**Text passage**
◆ ◆ ◆ ◆

AB: The session with "I Didn't Know..."

FT: Those were original songs. I didn't have a band to play with then. 

Musicians just loved him (Bob Dunn), but the average person didn't understand him. He didn't play simple enough choruses, you know. 

AB: (Names musicians) What do you remember about Bob Dunn? 

FT: Well, a lot of people thought he was an excellent guitar player 'cause he played some great take-off choruses, but I don't think he was real good at playing just straight leads. He was very good on take-off. He was one you might call a "national" guitar player -- everybody knew of him. 

Musicians just loved him, but the average person didn't understand him. He didn't play simple enough choruses, you know. But he was a great steel man. His notes were good, but they were just good for somebody who liked that sort of thing. Kind of like Django Reinhardt.

◆ ◆ ◆ ◆

**Data extracts**
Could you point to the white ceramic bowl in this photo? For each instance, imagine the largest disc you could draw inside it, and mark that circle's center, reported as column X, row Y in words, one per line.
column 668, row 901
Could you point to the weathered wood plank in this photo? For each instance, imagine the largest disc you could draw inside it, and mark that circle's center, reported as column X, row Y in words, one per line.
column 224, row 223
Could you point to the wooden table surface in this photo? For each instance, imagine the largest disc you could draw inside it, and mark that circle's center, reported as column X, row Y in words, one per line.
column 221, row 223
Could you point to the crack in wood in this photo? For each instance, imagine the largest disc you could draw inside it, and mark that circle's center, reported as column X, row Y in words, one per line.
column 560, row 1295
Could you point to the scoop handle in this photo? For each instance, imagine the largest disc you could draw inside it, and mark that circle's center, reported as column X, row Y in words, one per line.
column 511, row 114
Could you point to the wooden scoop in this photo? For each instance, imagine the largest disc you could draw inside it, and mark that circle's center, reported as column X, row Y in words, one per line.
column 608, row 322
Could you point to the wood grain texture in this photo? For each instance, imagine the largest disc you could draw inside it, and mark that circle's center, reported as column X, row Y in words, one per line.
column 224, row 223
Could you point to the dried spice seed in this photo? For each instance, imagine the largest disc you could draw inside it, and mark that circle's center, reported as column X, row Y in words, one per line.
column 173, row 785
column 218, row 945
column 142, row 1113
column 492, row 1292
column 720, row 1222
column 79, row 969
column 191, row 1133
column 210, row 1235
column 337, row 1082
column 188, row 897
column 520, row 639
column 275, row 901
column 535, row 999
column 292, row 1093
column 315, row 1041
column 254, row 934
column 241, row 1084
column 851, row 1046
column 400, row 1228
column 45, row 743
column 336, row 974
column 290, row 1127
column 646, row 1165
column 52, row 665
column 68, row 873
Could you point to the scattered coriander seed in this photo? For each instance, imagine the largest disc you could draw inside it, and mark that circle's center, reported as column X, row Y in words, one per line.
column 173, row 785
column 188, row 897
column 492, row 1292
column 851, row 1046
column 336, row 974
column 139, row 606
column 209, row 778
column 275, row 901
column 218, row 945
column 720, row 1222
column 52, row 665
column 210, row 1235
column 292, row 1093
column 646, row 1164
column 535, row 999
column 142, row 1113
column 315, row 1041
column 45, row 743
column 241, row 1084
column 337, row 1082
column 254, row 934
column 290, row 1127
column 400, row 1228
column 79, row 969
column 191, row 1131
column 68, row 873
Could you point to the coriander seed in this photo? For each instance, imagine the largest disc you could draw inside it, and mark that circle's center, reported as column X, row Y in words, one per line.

◆ ◆ ◆ ◆

**What you will do**
1/ Repeat from the interview about Bob Dunn, starting at the words "FT: Those were" and stopping after the words "like Django Reinhardt.".
2/ In the interview about Bob Dunn, to which musician does FT compare him?
The entries have no connection to the interview excerpt.

**Solutions by task**
1/
FT: Those were original songs. I didn't have a band to play with then. 

Musicians just loved him (Bob Dunn), but the average person didn't understand him. He didn't play simple enough choruses, you know. 

AB: (Names musicians) What do you remember about Bob Dunn? 

FT: Well, a lot of people thought he was an excellent guitar player 'cause he played some great take-off choruses, but I don't think he was real good at playing just straight leads. He was very good on take-off. He was one you might call a "national" guitar player -- everybody knew of him. 

Musicians just loved him, but the average person didn't understand him. He didn't play simple enough choruses, you know. But he was a great steel man. His notes were good, but they were just good for somebody who liked that sort of thing. Kind of like Django Reinhardt.

2/ Django Reinhardt.